[PROBLEM SET]:
1. Answer these from the thread on SIGBUS errors in HHVM:
(a) Which SQLite version is HHVM currently on?
(b) Which function accesses the *-shm file through an mmap() mapping?
(c) What filesystem runs on the local disks where the developers keep their SQLite DBs?
2. In the thread on SIGBUS errors in HHVM, list every entry in the quoted stack trace, in the order shown.

[SOURCE PASSAGE]:
SIGBUS errors in HHVM
Hi all. I work on HHVM, Facebook's PHP JIT compiler. We're currently on SQLite 3.30, and we've been noticing rare SIGBUS errors blaming within SQLite code. The stack trace tends to look like this:
sqlite3WalFindFrame.constprop.0 readDbPage getPageNormal moveToLeftmost sqlite3VdbeExec sqlite3_step sqlite3_exec HPHP::Facts::(anonymous namespace)::AutoloadDBImpl::analyze()
I'm simply executing a prepared
ANALYZE query statement. The DB is stored on a disk that has plenty of free space left.
I don't have a reproducible repro, but I'm mostly asking exploratory questions at this stage.
How can we prevent these SIGBUS errors in our application? I saw that, in 2012, this ticket in 2012 led to this bugfix in SQLite's code. Could this potentially be a bug in SQLite that we can help triage?
sqlite3WalFindFrame() accesses the *-shm file via an mmap() mapping. So one way this could happen is if some external program or malfunctioning SQLite library is truncating the *-shm file while it is being used.
In 2012, it looks like the SIGBUS happened because there was insufficient disk space, and Linux doesn't actually allocate the page until the first time it is accessed. So the first time SQLite accessed the page - SIGBUS. This can't happen if you use fallocate() (or a series of write() calls) to preallocate the pages.
After the crash happens, is the *-shm file left on disk zero bytes in size?
The DB is stored on a disk that has plenty of free space left.
Is it a local or network disk? File i/o via mmap can result in SIGBUS if accessing a network filesystem that is experiencing problems.
(possibly this is a reflection of the more general issue that the mmap API does not provide any way for I/O errors to be reported)
Our developers have their SQLite DBs on local disks running Btrfs. Developers do occasionally run into
SQLITE_IOERR errors when writing to disk.
I'll get back to you when I have a reliable answer to this question😅

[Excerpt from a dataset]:
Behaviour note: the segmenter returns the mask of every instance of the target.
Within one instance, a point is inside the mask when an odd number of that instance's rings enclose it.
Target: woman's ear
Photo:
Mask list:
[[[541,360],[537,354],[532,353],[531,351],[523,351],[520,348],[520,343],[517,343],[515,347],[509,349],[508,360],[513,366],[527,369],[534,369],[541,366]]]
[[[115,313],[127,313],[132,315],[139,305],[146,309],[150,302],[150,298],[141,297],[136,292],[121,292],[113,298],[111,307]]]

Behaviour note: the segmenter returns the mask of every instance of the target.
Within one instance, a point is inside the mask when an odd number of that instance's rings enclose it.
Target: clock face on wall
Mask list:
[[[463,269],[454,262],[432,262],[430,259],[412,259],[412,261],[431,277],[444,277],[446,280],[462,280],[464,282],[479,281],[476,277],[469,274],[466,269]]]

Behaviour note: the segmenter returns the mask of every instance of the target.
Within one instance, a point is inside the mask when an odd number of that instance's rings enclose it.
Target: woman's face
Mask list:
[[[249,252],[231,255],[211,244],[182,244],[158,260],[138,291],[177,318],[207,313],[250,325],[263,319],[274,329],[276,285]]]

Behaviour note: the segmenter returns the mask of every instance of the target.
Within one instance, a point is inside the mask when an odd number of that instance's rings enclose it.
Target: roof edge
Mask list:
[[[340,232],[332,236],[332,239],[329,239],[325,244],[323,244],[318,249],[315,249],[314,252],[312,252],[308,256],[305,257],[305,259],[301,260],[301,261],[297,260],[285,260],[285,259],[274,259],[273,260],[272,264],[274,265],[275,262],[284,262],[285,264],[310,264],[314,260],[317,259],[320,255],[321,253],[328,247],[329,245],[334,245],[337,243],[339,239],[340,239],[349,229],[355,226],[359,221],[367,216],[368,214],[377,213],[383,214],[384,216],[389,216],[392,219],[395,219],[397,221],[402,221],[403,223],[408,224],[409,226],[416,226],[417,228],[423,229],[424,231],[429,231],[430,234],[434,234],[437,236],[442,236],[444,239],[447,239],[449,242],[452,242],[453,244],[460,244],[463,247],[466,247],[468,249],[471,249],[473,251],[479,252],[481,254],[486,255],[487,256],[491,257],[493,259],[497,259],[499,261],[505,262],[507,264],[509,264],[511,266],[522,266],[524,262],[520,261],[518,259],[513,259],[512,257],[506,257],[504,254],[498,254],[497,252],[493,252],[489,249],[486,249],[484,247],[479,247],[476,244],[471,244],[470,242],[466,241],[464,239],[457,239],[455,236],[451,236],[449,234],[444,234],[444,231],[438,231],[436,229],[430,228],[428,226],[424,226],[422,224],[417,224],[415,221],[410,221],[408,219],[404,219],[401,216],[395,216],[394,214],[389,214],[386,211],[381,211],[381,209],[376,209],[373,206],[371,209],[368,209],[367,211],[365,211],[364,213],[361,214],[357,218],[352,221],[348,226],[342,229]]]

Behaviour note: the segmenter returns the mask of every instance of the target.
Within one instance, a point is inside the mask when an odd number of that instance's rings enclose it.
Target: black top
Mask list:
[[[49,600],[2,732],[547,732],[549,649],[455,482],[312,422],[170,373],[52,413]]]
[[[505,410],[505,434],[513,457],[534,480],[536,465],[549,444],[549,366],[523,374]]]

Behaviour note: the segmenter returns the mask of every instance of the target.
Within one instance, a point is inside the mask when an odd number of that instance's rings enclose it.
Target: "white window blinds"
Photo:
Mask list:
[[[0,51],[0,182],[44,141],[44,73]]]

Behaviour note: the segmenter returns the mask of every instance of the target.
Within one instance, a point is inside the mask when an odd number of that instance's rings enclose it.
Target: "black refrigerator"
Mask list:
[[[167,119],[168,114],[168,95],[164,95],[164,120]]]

[TASK RESPONSES]:
1.
(a) SQLite 3.30
(b) sqlite3WalFindFrame()
(c) Btrfs

2.
sqlite3WalFindFrame.constprop.0
readDbPage
getPageNormal
moveToLeftmost
sqlite3VdbeExec
sqlite3_step
sqlite3_exec
HPHP::Facts::(anonymous namespace)::AutoloadDBImpl::analyze()